Collect every line of the records below that contains the string "instance", treating uppercase and lowercase letters as distinct.

____ DATA FOR REVIEW

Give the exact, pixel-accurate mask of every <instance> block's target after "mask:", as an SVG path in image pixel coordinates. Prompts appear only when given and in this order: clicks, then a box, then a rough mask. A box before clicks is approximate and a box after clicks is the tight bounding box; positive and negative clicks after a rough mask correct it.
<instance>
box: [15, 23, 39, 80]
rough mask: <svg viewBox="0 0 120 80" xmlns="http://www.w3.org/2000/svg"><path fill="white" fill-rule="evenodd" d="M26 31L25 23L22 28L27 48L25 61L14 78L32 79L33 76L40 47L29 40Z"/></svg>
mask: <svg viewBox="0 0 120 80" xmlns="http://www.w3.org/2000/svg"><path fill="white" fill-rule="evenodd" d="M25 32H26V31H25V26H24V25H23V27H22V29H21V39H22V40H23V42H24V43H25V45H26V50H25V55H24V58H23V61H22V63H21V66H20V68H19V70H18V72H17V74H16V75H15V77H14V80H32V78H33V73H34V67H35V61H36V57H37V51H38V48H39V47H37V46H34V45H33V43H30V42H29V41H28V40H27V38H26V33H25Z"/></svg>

________

_FINAL ANSWER_
Give the exact, pixel-accurate mask of every <instance> block's target after "mask:", as an SVG path in image pixel coordinates. Prompts appear only when given and in this order: clicks, then a box, then a rough mask. A box before clicks is approximate and a box after clicks is the tight bounding box; positive and negative clicks after a rough mask correct it.
<instance>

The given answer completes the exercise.